**What needs to be done**
Each line below with the word "tower" needs to be copied.

**Source data**
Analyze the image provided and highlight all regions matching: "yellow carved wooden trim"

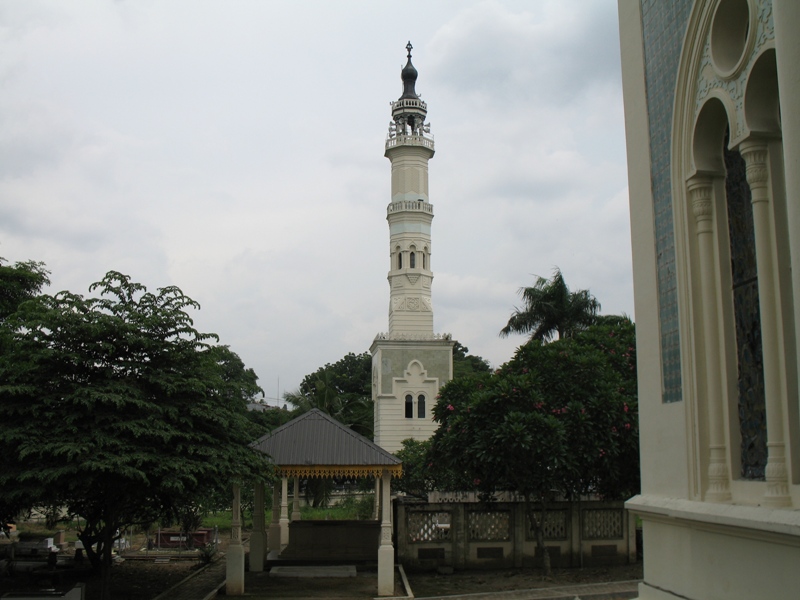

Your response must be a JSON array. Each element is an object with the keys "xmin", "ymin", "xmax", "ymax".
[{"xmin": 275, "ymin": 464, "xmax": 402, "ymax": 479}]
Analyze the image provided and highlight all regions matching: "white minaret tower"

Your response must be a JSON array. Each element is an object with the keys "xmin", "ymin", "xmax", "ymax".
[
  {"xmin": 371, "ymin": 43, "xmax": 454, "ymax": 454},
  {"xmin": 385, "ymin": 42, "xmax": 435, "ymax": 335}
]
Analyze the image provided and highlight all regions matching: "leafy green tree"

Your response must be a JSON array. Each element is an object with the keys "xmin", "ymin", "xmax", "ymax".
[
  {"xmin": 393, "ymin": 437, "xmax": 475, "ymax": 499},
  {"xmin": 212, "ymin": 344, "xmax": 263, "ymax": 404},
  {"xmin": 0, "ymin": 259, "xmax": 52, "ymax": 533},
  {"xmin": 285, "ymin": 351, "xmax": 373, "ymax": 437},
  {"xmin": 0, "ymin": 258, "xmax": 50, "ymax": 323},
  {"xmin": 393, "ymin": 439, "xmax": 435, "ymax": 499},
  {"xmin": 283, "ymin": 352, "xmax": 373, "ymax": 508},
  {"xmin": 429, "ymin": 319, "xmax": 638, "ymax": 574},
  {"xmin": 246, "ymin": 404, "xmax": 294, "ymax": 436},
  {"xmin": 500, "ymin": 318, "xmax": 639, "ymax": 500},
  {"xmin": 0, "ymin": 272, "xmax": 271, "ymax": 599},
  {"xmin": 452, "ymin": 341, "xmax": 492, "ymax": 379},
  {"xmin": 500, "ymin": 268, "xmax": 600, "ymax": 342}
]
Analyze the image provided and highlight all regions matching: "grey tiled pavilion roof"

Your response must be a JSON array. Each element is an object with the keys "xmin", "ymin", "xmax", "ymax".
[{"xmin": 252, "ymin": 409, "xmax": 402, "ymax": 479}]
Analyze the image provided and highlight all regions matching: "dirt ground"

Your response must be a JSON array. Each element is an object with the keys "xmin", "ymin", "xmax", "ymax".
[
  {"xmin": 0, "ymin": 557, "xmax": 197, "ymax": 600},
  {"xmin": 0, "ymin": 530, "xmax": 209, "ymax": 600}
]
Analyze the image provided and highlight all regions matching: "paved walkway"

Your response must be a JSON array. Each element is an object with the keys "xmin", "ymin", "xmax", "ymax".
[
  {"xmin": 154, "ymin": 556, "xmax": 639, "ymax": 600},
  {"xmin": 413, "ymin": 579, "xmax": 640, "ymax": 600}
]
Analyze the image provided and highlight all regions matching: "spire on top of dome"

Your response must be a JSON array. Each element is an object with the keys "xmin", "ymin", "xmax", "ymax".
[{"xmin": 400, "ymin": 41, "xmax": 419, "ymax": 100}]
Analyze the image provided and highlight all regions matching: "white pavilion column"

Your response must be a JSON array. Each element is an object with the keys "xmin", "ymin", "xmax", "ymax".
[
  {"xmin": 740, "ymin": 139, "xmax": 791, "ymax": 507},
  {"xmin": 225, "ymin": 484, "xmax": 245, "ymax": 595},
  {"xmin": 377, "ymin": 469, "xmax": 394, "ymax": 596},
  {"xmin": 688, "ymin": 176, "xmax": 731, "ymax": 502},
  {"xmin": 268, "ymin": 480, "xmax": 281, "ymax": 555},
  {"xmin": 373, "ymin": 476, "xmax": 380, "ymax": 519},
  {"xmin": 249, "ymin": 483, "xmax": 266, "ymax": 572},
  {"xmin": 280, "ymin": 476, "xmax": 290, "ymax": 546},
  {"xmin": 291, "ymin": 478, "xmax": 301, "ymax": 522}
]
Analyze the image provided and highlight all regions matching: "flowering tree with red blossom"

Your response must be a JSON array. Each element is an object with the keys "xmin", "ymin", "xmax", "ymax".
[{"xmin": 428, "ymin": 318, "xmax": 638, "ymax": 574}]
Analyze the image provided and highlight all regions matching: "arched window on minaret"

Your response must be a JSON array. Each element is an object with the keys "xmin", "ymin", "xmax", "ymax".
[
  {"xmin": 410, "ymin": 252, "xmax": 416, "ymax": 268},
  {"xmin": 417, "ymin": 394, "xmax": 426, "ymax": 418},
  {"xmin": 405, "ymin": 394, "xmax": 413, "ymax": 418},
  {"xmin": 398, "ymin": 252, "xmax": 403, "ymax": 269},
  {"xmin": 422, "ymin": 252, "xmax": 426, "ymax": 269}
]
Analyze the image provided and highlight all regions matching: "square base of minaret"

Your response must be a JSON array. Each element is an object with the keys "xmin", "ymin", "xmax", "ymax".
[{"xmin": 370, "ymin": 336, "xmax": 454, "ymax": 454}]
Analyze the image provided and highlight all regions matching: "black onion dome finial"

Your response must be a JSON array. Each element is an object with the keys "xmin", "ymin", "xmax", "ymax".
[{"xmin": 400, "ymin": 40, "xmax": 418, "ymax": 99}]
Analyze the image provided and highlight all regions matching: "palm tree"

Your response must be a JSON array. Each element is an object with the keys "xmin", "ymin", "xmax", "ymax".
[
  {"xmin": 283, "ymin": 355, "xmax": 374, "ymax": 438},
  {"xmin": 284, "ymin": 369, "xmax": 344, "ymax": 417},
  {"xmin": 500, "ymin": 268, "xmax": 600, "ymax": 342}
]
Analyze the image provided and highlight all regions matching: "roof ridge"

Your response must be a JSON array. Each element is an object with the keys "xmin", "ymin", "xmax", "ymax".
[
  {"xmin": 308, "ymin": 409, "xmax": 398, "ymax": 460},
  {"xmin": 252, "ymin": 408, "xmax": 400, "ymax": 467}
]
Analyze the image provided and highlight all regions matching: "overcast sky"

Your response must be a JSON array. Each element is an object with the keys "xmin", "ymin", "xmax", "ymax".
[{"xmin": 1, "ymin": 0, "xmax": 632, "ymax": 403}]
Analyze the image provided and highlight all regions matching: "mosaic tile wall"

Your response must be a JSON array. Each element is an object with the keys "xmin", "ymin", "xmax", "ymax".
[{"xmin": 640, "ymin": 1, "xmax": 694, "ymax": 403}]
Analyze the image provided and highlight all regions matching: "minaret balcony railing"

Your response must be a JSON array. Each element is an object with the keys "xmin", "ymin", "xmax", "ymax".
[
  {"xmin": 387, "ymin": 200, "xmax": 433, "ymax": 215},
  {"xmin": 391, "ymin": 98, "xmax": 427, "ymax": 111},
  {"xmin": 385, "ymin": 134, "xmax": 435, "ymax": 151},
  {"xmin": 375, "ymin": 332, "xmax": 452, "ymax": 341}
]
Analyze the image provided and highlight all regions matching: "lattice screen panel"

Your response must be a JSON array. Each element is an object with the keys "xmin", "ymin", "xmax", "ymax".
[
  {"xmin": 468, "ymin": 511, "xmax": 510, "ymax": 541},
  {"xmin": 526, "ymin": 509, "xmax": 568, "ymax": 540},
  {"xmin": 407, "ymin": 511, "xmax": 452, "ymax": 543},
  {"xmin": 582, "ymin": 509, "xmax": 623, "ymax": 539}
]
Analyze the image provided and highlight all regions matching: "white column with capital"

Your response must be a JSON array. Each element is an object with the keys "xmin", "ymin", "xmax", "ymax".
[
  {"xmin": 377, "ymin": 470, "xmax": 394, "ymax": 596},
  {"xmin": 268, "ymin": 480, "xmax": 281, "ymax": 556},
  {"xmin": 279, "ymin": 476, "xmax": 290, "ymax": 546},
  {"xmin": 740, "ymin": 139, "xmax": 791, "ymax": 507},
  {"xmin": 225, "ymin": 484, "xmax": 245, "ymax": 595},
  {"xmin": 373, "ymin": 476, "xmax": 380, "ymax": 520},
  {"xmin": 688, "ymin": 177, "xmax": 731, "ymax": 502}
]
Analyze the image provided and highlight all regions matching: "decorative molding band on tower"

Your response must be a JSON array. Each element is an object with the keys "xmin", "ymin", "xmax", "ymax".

**Output of the task**
Analyze the image provided and highlight all regions matching: "white minaret tower"
Analyze the image provided and highlight all regions matching: "decorative molding band on tower"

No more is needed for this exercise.